Stored data entries:
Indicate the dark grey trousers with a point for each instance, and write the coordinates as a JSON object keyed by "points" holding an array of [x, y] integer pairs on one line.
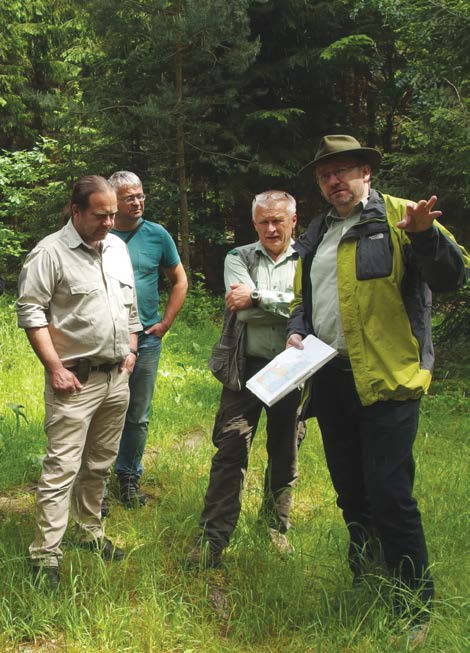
{"points": [[234, 430], [369, 452]]}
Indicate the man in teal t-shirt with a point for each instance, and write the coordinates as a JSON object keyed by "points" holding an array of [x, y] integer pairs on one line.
{"points": [[152, 250]]}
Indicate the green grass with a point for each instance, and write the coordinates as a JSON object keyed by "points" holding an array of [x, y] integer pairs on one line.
{"points": [[258, 603]]}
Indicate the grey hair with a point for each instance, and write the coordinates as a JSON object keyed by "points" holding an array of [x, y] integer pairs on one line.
{"points": [[124, 178], [269, 197]]}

- How to complete this task:
Restate the data above word for word, so that the only difference is the missing pictures.

- Reply to the task:
Indicate the dark grey trousers with a point for each instance, and write the coordinates as a JSON object keyed by "points" holding an array of [x, y] integer pairs on one line.
{"points": [[234, 430], [369, 452]]}
Indicate the man in teal t-shirt with a point for each instance, and write the coordinates as a JSON object keyed by "points" holding an array of [x, y] integer pairs on one line.
{"points": [[152, 250]]}
Indicate the green grass with a point for each instance, and write the coordinates as a JSON object keyed by "points" holding an array of [x, y] integer pairs on one line.
{"points": [[258, 603]]}
Indicate the grey hair with a point for each instance, and write the coordinates as a JSON object keyed by "points" holding an array of [x, y] integer pairs on one line.
{"points": [[124, 178], [269, 197]]}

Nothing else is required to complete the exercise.